ENUNCIADO
Transcreva o trecho do direito de resposta sobre as licenças digitais que vai de "Um esclarecimento que" até "nem tampouco contraditório.", inclusive.

EXCERTO DO TEXTO
--*--
Direito de resposta à peça «Estado autorizou despesa de 20 milhões por licenças que “antes eram grátis”

 

Sobre as licenças digitais e o acesso às plataformas de ensino à distância

Um esclarecimento que se impõe no tempo das fake news

O jornal “i” traz à primeira página da edição de hoje, terça-feira, 26 de maio de 2020, uma “notícia” que é o exemplo paradigmático do mal que assola o jornalismo: com o título «Estado autorizou despesa de 20 milhões por licenças que “antes eram grátis”» na capa, remete-se o leitor para a página 10 onde se lê uma peça feita a partir de manipulação de factos, sem qualquer tipo de verificação nem tampouco contraditório.
--*--
DADOS RECOLHIDOS

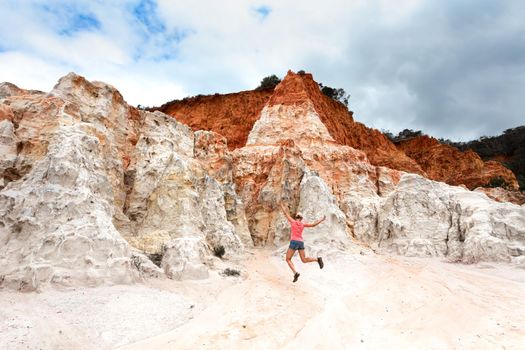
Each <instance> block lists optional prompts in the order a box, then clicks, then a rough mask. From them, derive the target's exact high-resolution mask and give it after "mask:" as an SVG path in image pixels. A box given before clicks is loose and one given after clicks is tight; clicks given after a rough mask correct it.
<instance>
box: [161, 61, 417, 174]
--*--
RESOLUÇÃO
Um esclarecimento que se impõe no tempo das fake news

O jornal “i” traz à primeira página da edição de hoje, terça-feira, 26 de maio de 2020, uma “notícia” que é o exemplo paradigmático do mal que assola o jornalismo: com o título «Estado autorizou despesa de 20 milhões por licenças que “antes eram grátis”» na capa, remete-se o leitor para a página 10 onde se lê uma peça feita a partir de manipulação de factos, sem qualquer tipo de verificação nem tampouco contraditório.